__Your goal__.
Reproduce the entries in full. Exclude all images from the copy.

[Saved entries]
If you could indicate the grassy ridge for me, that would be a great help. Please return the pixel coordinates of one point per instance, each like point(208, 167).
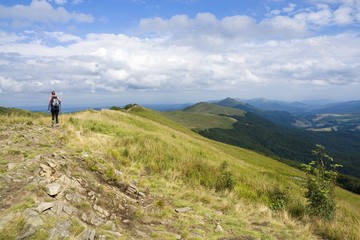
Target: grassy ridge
point(180, 168)
point(205, 116)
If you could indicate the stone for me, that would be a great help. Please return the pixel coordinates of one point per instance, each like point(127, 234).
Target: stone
point(84, 217)
point(5, 220)
point(53, 189)
point(69, 210)
point(60, 230)
point(33, 218)
point(51, 164)
point(218, 228)
point(183, 210)
point(88, 234)
point(101, 237)
point(42, 207)
point(11, 166)
point(142, 234)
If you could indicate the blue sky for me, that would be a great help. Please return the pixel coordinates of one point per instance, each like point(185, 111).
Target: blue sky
point(171, 51)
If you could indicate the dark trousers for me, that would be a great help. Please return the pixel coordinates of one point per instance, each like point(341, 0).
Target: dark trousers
point(55, 115)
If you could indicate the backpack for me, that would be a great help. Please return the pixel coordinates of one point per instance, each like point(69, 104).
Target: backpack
point(55, 103)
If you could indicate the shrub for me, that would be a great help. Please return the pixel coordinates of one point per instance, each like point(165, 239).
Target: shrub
point(225, 180)
point(278, 199)
point(320, 185)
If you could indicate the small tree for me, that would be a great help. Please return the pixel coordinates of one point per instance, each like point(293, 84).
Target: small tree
point(320, 184)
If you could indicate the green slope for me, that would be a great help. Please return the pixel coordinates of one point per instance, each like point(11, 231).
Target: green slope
point(174, 168)
point(205, 116)
point(259, 134)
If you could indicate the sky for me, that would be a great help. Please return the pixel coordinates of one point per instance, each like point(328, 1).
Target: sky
point(114, 52)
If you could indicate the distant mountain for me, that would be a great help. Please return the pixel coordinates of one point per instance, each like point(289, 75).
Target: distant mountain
point(204, 107)
point(351, 107)
point(233, 103)
point(280, 117)
point(275, 105)
point(253, 130)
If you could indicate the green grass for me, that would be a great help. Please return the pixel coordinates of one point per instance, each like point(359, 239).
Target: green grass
point(205, 116)
point(179, 168)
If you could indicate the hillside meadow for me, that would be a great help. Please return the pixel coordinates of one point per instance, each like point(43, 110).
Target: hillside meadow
point(249, 195)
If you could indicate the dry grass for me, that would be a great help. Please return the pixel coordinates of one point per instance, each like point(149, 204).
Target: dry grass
point(180, 168)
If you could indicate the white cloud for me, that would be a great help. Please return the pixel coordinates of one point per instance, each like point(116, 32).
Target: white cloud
point(62, 37)
point(118, 62)
point(42, 11)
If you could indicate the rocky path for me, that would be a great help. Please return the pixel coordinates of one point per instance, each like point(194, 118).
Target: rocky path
point(45, 191)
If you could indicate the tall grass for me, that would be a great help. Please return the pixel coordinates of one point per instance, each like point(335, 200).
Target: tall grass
point(144, 143)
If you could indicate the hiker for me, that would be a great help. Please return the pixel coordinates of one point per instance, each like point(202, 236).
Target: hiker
point(55, 107)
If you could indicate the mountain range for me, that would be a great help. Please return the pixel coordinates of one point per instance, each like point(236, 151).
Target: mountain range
point(280, 134)
point(131, 173)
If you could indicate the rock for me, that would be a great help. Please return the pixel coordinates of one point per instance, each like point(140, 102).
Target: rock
point(44, 206)
point(95, 220)
point(11, 166)
point(58, 208)
point(85, 155)
point(218, 212)
point(75, 197)
point(53, 189)
point(52, 164)
point(142, 234)
point(183, 210)
point(88, 234)
point(218, 228)
point(5, 220)
point(84, 217)
point(91, 193)
point(101, 237)
point(33, 218)
point(69, 210)
point(60, 231)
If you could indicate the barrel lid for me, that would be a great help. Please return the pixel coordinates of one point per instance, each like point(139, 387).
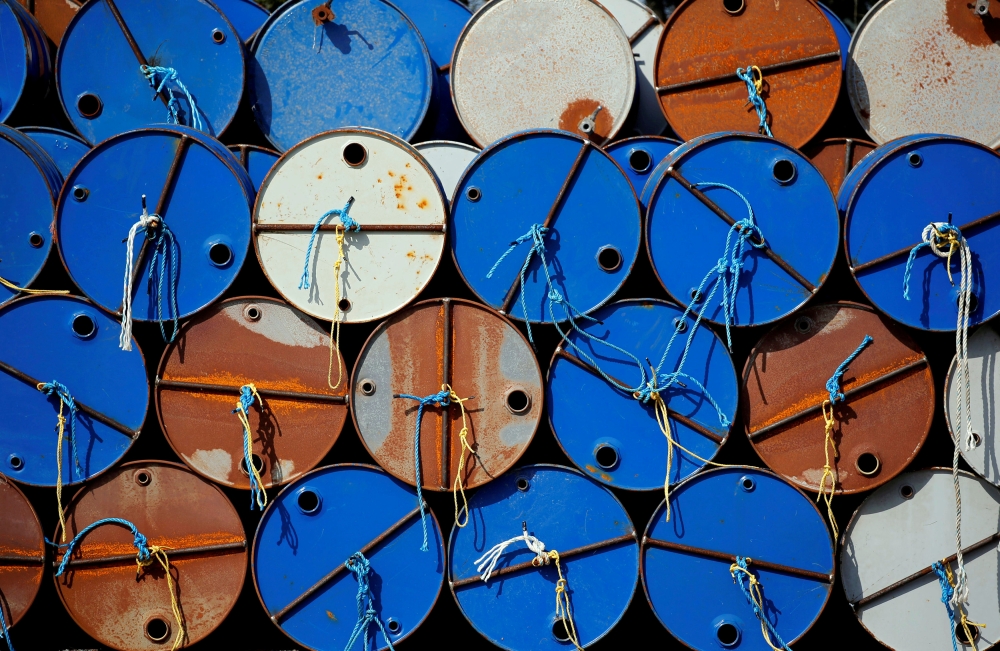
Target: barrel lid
point(687, 226)
point(705, 41)
point(896, 192)
point(926, 66)
point(895, 536)
point(580, 519)
point(886, 413)
point(68, 340)
point(483, 357)
point(590, 417)
point(396, 201)
point(716, 516)
point(283, 353)
point(361, 62)
point(192, 181)
point(527, 64)
point(173, 508)
point(333, 513)
point(560, 181)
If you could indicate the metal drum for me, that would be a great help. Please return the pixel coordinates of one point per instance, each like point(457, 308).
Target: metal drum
point(67, 340)
point(582, 521)
point(926, 66)
point(554, 180)
point(894, 538)
point(882, 422)
point(717, 517)
point(482, 357)
point(319, 67)
point(29, 187)
point(440, 23)
point(284, 354)
point(836, 157)
point(173, 508)
point(793, 44)
point(193, 183)
point(194, 51)
point(639, 156)
point(532, 64)
point(892, 196)
point(612, 436)
point(318, 523)
point(22, 554)
point(393, 196)
point(448, 160)
point(689, 218)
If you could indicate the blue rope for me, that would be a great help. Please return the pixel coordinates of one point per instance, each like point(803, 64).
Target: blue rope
point(440, 399)
point(753, 97)
point(367, 616)
point(170, 74)
point(349, 225)
point(833, 384)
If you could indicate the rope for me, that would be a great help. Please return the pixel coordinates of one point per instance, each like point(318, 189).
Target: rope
point(367, 616)
point(754, 79)
point(170, 74)
point(248, 394)
point(65, 402)
point(753, 591)
point(145, 555)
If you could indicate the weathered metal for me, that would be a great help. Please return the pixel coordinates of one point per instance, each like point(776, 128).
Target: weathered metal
point(397, 202)
point(716, 516)
point(285, 355)
point(530, 64)
point(893, 539)
point(483, 357)
point(705, 41)
point(301, 580)
point(892, 195)
point(881, 424)
point(598, 556)
point(190, 519)
point(926, 66)
point(366, 65)
point(608, 433)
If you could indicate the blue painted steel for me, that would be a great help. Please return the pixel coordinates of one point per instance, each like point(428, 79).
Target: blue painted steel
point(37, 338)
point(209, 203)
point(29, 187)
point(694, 595)
point(587, 413)
point(519, 178)
point(798, 220)
point(639, 156)
point(179, 34)
point(889, 201)
point(65, 149)
point(368, 66)
point(564, 510)
point(293, 549)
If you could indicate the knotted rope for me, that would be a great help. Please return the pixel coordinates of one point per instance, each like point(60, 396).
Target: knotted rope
point(754, 79)
point(367, 616)
point(753, 591)
point(248, 394)
point(145, 555)
point(836, 395)
point(173, 112)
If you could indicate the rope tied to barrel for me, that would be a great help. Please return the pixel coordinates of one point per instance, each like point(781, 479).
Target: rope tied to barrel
point(833, 387)
point(248, 395)
point(752, 589)
point(146, 554)
point(173, 112)
point(754, 79)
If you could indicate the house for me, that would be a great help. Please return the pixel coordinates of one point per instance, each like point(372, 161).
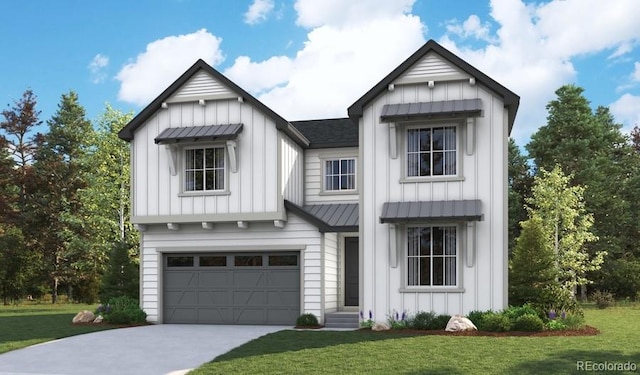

__Response to this exercise__.
If you could indicate the grassy ridge for me, that would be a great help. Please return the pixel coordinates of one point per instance, each like point(208, 167).
Target: grassy ridge
point(180, 168)
point(205, 116)
If you could indicate the stone for me, that would be a great help. Please return the pixel coordinates of one point per instance, each like point(127, 234).
Target: stone
point(84, 217)
point(5, 220)
point(53, 189)
point(69, 210)
point(60, 230)
point(33, 218)
point(51, 164)
point(218, 228)
point(183, 210)
point(88, 234)
point(101, 237)
point(42, 207)
point(11, 166)
point(142, 234)
If you could indicate the blue sky for me, that would be a great help. Please return the pixel coordinates of one point per instance, each like point(185, 111).
Target: blue sky
point(171, 51)
If you could indicate the dark trousers for me, that would be a great help. Please return the pixel coordinates of one point per instance, each like point(341, 0).
Target: dark trousers
point(55, 115)
If you could indicate the backpack for me, that would be a great help. Please return the pixel coordinates of one point per instance, each like point(69, 104).
Target: backpack
point(55, 103)
If you could indicate the shrub for me, that would be a great help. Please return the pixel coordinates of one point per instance, each like point(165, 239).
Target: shrub
point(225, 180)
point(278, 199)
point(320, 185)
If you could indicate the small tree for me, that would be a great help. Please return the pixel coordinates of one point per instance, each like point(293, 84).
Target: small tree
point(320, 184)
If you could indicate the green slope for me, that would be a great help. Please return the pixel coordinates of one point per instance, each like point(11, 231).
Target: green slope
point(174, 168)
point(205, 116)
point(259, 134)
If you could indicate the sky for me, that would be a great help. Please return the pixel coordinates of one point per instance, each like point(328, 1).
Target: sky
point(114, 52)
If you could indicate the distant mountain for me, that would be a great help. Please return the pixel coordinates of one point per instance, each like point(289, 75).
Target: distant mountain
point(204, 107)
point(351, 107)
point(233, 103)
point(280, 117)
point(275, 105)
point(253, 130)
If you could indicate the green grass for me, that would be a great help. Please return the pixel coordinates of one point per instance, each like point(359, 239).
Target: green grass
point(205, 116)
point(179, 168)
If you could indicate the hillside meadow for me, that would be a great help. Please return the pixel coordinates of one point per instance, each like point(43, 110).
Target: hillside meadow
point(249, 195)
If you could indicate the dry grass for me, that would be a great help. Please return the pixel coordinates of one point per instance, each like point(149, 204).
Target: dry grass
point(180, 168)
If you could indicate the white cloud for me, that would be a great help. Please return the pixel coordinates of one point per instance, each like point(116, 32).
Target: white cloud
point(62, 37)
point(118, 62)
point(42, 11)
If you could indicate the rocky path for me, that would be a great help. Please return the pixel coordinates of one point per instance, each like point(194, 118).
Target: rocky path
point(45, 191)
If you could indicate the tall grass for me, that would be a great help. Please return the pixel coordinates of one point per instance, each like point(335, 200).
Target: tall grass
point(144, 143)
If you could indicate the hiker for me, that would be a great help. Please return the pixel coordinates of one point per instance, each like point(202, 236).
Target: hiker
point(55, 107)
If you could indicate the mountain range for me, that would be a great help. Please return the pixel coordinates of one point per instance, each like point(236, 151).
Target: mountain range
point(280, 134)
point(131, 173)
If you could indicate the rock for me, that would be a great help. Please return the pixel coordinates of one point per instance, each like point(140, 102).
Target: rock
point(44, 206)
point(95, 220)
point(11, 166)
point(58, 208)
point(85, 155)
point(218, 212)
point(75, 197)
point(53, 189)
point(52, 164)
point(142, 234)
point(183, 210)
point(88, 234)
point(218, 228)
point(5, 220)
point(84, 217)
point(91, 193)
point(101, 237)
point(33, 218)
point(69, 210)
point(60, 231)
If you could indicate the barrel lid for me, that would be a great help. Please return the pixel coordinates of one point per instance, each like point(139, 387).
Target: barrel lid
point(687, 226)
point(705, 41)
point(896, 192)
point(926, 66)
point(895, 536)
point(580, 519)
point(886, 413)
point(68, 340)
point(483, 357)
point(590, 417)
point(396, 201)
point(716, 516)
point(283, 353)
point(361, 62)
point(192, 181)
point(527, 64)
point(173, 508)
point(333, 513)
point(560, 181)
If you could indicate the metal drum for me, that would be a great help. Please return the pixel coordinates of one point per instance, each like point(457, 308).
Target: metal drum
point(67, 340)
point(582, 521)
point(926, 66)
point(554, 180)
point(894, 538)
point(882, 422)
point(717, 517)
point(482, 357)
point(319, 67)
point(29, 187)
point(440, 23)
point(284, 354)
point(836, 157)
point(173, 508)
point(793, 44)
point(193, 183)
point(194, 51)
point(639, 156)
point(532, 64)
point(892, 196)
point(612, 436)
point(318, 523)
point(22, 554)
point(393, 196)
point(448, 160)
point(689, 218)
If you could indicate the blue rope for me, that would be a great help. Please return the pixel coordinates of one point per instance, each like point(803, 64).
Target: blue rope
point(440, 399)
point(753, 97)
point(367, 616)
point(170, 74)
point(349, 225)
point(833, 384)
If you could indicate the rope for me, that would be a great help. Please return the pixel coordinates of one point per instance, each like point(318, 189).
Target: rope
point(367, 616)
point(754, 79)
point(170, 74)
point(248, 394)
point(65, 402)
point(753, 591)
point(145, 555)
If you could indicate the weathered metal for me, that would be a great help. Please return the pixel coordinates of one point per instance, each like point(776, 128).
Target: weathered metal
point(397, 202)
point(716, 516)
point(285, 355)
point(530, 64)
point(893, 539)
point(483, 357)
point(705, 41)
point(301, 580)
point(892, 195)
point(881, 424)
point(598, 556)
point(190, 519)
point(926, 66)
point(366, 65)
point(608, 433)
If you could indicate the blue painted steel for me, that would be a great help. Please return the pixel coordinates of one point per instance, each like point(428, 79).
Target: blue painted steel
point(37, 338)
point(209, 203)
point(29, 187)
point(694, 595)
point(587, 413)
point(519, 178)
point(798, 220)
point(639, 156)
point(179, 34)
point(889, 201)
point(65, 149)
point(368, 66)
point(564, 510)
point(293, 549)
If you could indicate the knotted rope for me, that would be a great help. Please return the pixel coordinates of one point per instance, each like point(60, 396).
Target: knotted rope
point(754, 79)
point(367, 616)
point(753, 591)
point(248, 394)
point(145, 555)
point(836, 395)
point(173, 112)
If you could indicate the rope tied to barrel for me, that would be a great help. Please return the pixel coordinates of one point per instance, each like point(781, 479).
Target: rope tied to barrel
point(833, 387)
point(248, 395)
point(752, 589)
point(146, 554)
point(173, 112)
point(754, 79)
If you could indicate the house for me, that would be a great help. Please return the pixel coordinates of one point per instance, each like point(372, 161).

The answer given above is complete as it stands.